═════ Data section

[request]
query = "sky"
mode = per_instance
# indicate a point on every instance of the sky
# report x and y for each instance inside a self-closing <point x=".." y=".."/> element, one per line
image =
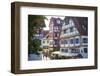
<point x="48" y="20"/>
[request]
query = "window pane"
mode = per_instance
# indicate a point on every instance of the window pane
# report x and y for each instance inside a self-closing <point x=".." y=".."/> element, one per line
<point x="85" y="40"/>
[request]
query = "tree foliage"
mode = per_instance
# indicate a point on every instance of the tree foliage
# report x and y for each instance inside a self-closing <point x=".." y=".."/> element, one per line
<point x="35" y="23"/>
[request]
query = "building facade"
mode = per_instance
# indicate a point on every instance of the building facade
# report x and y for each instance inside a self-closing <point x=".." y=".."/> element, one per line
<point x="74" y="37"/>
<point x="54" y="33"/>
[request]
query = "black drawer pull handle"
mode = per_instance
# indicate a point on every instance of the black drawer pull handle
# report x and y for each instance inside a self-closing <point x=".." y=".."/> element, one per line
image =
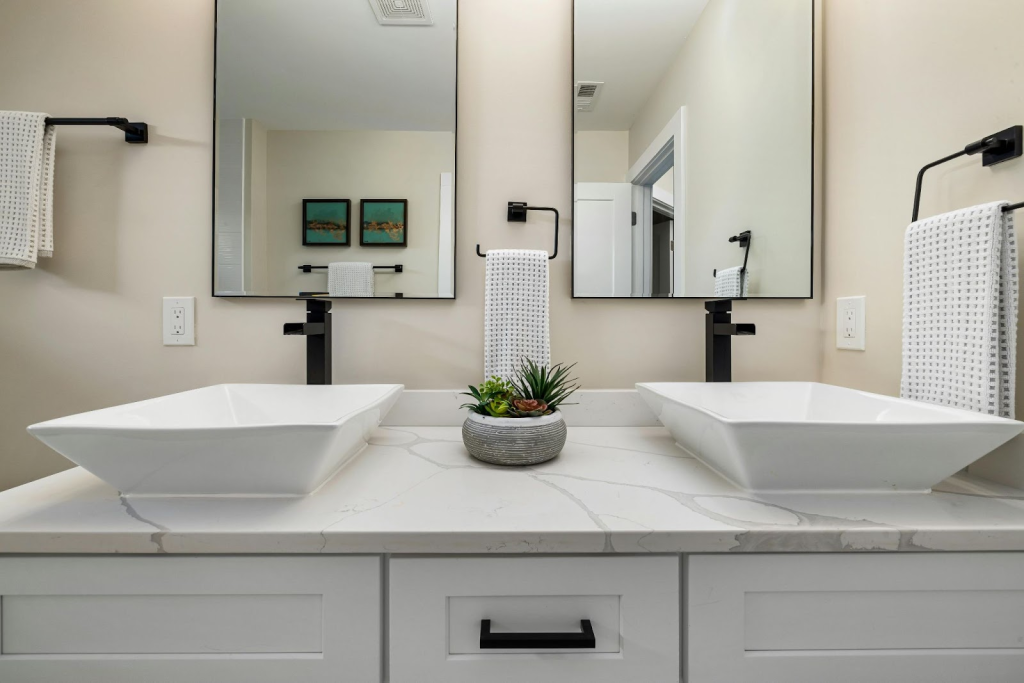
<point x="584" y="639"/>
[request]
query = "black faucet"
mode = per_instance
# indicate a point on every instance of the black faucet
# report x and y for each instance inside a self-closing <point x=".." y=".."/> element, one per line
<point x="317" y="332"/>
<point x="719" y="330"/>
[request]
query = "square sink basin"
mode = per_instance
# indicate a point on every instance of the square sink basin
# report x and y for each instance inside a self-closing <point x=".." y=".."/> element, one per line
<point x="227" y="439"/>
<point x="809" y="437"/>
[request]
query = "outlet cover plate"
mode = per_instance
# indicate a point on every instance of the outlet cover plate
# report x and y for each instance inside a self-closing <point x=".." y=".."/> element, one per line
<point x="179" y="321"/>
<point x="850" y="324"/>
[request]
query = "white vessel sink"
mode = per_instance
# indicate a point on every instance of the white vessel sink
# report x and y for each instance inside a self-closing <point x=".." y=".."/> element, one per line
<point x="228" y="439"/>
<point x="803" y="436"/>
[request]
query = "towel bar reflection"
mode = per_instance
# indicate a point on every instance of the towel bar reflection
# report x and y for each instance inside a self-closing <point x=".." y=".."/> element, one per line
<point x="517" y="214"/>
<point x="305" y="267"/>
<point x="136" y="132"/>
<point x="744" y="243"/>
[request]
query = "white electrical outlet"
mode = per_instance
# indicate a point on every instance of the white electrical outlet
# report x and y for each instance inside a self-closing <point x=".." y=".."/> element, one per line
<point x="850" y="324"/>
<point x="179" y="321"/>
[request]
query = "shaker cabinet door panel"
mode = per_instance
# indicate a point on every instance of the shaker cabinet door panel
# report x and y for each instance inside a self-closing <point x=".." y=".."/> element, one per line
<point x="190" y="619"/>
<point x="805" y="619"/>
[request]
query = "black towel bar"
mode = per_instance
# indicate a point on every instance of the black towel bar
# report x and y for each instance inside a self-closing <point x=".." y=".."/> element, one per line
<point x="517" y="214"/>
<point x="135" y="131"/>
<point x="305" y="267"/>
<point x="994" y="148"/>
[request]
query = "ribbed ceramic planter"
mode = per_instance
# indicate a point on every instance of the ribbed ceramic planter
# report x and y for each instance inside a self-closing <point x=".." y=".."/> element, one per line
<point x="514" y="440"/>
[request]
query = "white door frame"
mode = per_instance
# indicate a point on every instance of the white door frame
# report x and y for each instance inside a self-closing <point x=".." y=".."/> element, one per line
<point x="666" y="151"/>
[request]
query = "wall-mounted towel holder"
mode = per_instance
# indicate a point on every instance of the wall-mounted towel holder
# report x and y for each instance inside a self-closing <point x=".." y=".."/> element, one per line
<point x="136" y="132"/>
<point x="517" y="214"/>
<point x="744" y="243"/>
<point x="305" y="267"/>
<point x="994" y="148"/>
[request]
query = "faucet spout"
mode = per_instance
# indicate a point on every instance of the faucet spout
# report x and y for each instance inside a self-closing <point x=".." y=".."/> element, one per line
<point x="316" y="330"/>
<point x="719" y="331"/>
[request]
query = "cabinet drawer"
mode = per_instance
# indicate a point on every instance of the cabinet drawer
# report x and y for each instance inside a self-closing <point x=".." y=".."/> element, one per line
<point x="438" y="607"/>
<point x="196" y="619"/>
<point x="935" y="617"/>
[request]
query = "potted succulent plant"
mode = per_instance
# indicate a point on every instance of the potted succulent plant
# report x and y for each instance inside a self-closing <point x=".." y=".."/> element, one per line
<point x="515" y="421"/>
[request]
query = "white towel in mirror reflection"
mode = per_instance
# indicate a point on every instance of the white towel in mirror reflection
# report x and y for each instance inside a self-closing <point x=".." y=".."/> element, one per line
<point x="732" y="283"/>
<point x="350" y="279"/>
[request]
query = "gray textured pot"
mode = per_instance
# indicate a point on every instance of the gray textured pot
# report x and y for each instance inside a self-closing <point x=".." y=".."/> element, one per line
<point x="514" y="440"/>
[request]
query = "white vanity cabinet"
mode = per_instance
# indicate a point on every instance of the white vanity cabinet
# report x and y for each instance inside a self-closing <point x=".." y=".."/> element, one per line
<point x="203" y="620"/>
<point x="808" y="617"/>
<point x="934" y="617"/>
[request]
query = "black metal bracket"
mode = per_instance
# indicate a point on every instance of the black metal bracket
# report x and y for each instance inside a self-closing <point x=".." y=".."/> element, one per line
<point x="305" y="267"/>
<point x="517" y="214"/>
<point x="583" y="640"/>
<point x="994" y="148"/>
<point x="136" y="132"/>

══════════

### Task instructions
Give an exact copy of the material, leaving out every picture.

### Task answer
[request]
query = "sky"
mode = per_instance
# indicate a point on every instance of the sky
# report x and y for each instance inside a self-closing <point x=".." y=".."/> element, one per line
image =
<point x="48" y="20"/>
[request]
query = "window pane"
mode = per_instance
# indicate a point on every instance of the window pane
# report x and y for each instance inside a self-closing <point x=".." y=".."/> element, one per line
<point x="85" y="40"/>
[request]
query = "tree foliage"
mode = per_instance
# indicate a point on every instance of the tree foliage
# report x and y for each instance inside a self-closing <point x=".." y=".."/> element, one per line
<point x="35" y="23"/>
[request]
query = "building facade"
mode = per_instance
# indicate a point on every instance of the building facade
# report x and y for each instance inside a self-closing <point x=".." y=".."/> element, one per line
<point x="74" y="37"/>
<point x="54" y="33"/>
[request]
query = "black drawer pull handle"
mode = per_instance
# indicate a point on every instance of the black drawer pull handle
# report x and y for each instance inside a self-closing <point x=".." y=".."/> element, one per line
image =
<point x="584" y="639"/>
[request]
query = "black faucet"
mode = per_instance
# indicate a point on every instance of the black faucet
# report x and y for each instance inside a self-closing <point x=".." y=".."/> element, one per line
<point x="317" y="332"/>
<point x="719" y="330"/>
[request]
query = "square sink basin"
mode = per_instance
# indicate a point on every instance of the square sink basin
# report x and y for each instance inside a self-closing <point x=".." y=".."/> element, one per line
<point x="227" y="439"/>
<point x="809" y="437"/>
[request]
query = "outlet cover plate"
mode = per_instance
# indicate a point on every instance of the outlet cover plate
# report x and y for each instance inside a self-closing <point x=".." y=".."/> element, one per line
<point x="179" y="321"/>
<point x="850" y="324"/>
[request]
query = "white vessel sink"
mode = per_instance
# indicate a point on every instance of the white vessel sink
# report x and y for each instance inside a self-closing <point x=".." y=".."/> element, one per line
<point x="228" y="439"/>
<point x="803" y="436"/>
[request]
query = "towel bar reflection"
mode = per_instance
# indicate a point on every instance of the towel bar reflection
# report x and y for each instance inside a self-closing <point x=".." y=".."/> element, one per line
<point x="517" y="214"/>
<point x="305" y="267"/>
<point x="136" y="132"/>
<point x="744" y="243"/>
[request]
query = "white electrical outlet"
mode = per_instance
# indicate a point on every instance of the white electrical outlet
# report x and y for each instance inside a self-closing <point x=".." y=".."/> element, one per line
<point x="850" y="324"/>
<point x="179" y="321"/>
[request]
query = "shaker cabinet door panel"
mode = per_instance
# indicate a point on every instance of the shaker cabinet door panel
# report x and y for each instance inside a self-closing <point x=".." y=".."/> element, one per line
<point x="190" y="619"/>
<point x="805" y="619"/>
[request]
query = "black towel bar"
mode = per_instance
# indicate a point on every instance of the black towel bar
# report x and y for each instance inside a self-closing <point x=".." y=".."/> element, one per line
<point x="517" y="214"/>
<point x="135" y="131"/>
<point x="305" y="267"/>
<point x="994" y="148"/>
[request]
query = "ribbed ceramic planter"
mode = per_instance
# indicate a point on every instance of the ribbed ceramic planter
# report x and y for each instance inside a self-closing <point x=".." y=".."/> element, one per line
<point x="514" y="440"/>
[request]
query = "white door frame"
mode = per_instance
# indicate a point on every instance of the white door frame
# report x and y for each instance inside a self-closing <point x=".." y=".."/> element, one per line
<point x="666" y="151"/>
[request]
query = "wall-mounted towel holder"
mode = per_instance
# indicate a point on every instance of the wall-mounted towel holder
# report x and y for each instance inside a self-closing <point x=".." y=".."/> element, one per line
<point x="136" y="132"/>
<point x="517" y="214"/>
<point x="744" y="243"/>
<point x="305" y="267"/>
<point x="994" y="148"/>
[request]
query = "faucet spout"
mode = per_instance
# indicate a point on every instance of the faucet spout
# report x and y for each instance inside a self-closing <point x=".." y=".."/> element, one per line
<point x="316" y="330"/>
<point x="719" y="331"/>
[request]
query = "cabinet drawer"
mode = per_instance
# indicate a point on every instance of the cabinet drawer
# report x and y for each instance inside a self-closing <point x=".." y=".."/> element, one per line
<point x="438" y="607"/>
<point x="196" y="619"/>
<point x="935" y="617"/>
[request]
query = "potted succulent plant"
mode = per_instance
# indicate a point on every instance of the potted succulent plant
# report x and y for each instance inside a self-closing <point x=".." y=".."/> element, one per line
<point x="515" y="421"/>
[request]
query = "white towel in mirror reflection"
mode = per_instance
# indicate a point on every instance of the white towel in mirror reflection
# report x and y for each instance inside a self-closing <point x=".." y=".."/> element, one per line
<point x="732" y="283"/>
<point x="350" y="279"/>
[request]
query = "gray textured pot"
mode = per_instance
# indicate a point on every instance of the gray textured pot
# report x and y for each instance inside a self-closing <point x=".." y=".."/> element, one per line
<point x="514" y="440"/>
[request]
query = "white vanity cabinet"
mode = per_instance
# indicate a point on every instance of the white vanity cabinet
# report x and y for each instance inside a self-closing <point x=".." y=".."/> element, one per line
<point x="203" y="620"/>
<point x="808" y="617"/>
<point x="934" y="617"/>
[request]
query = "black metal bracket"
mode = per_instance
# indicate a point on every instance of the black metal bracket
# report x and y for each instance inside a self-closing <point x=".." y=".."/> element, one per line
<point x="305" y="267"/>
<point x="517" y="214"/>
<point x="583" y="640"/>
<point x="994" y="148"/>
<point x="136" y="132"/>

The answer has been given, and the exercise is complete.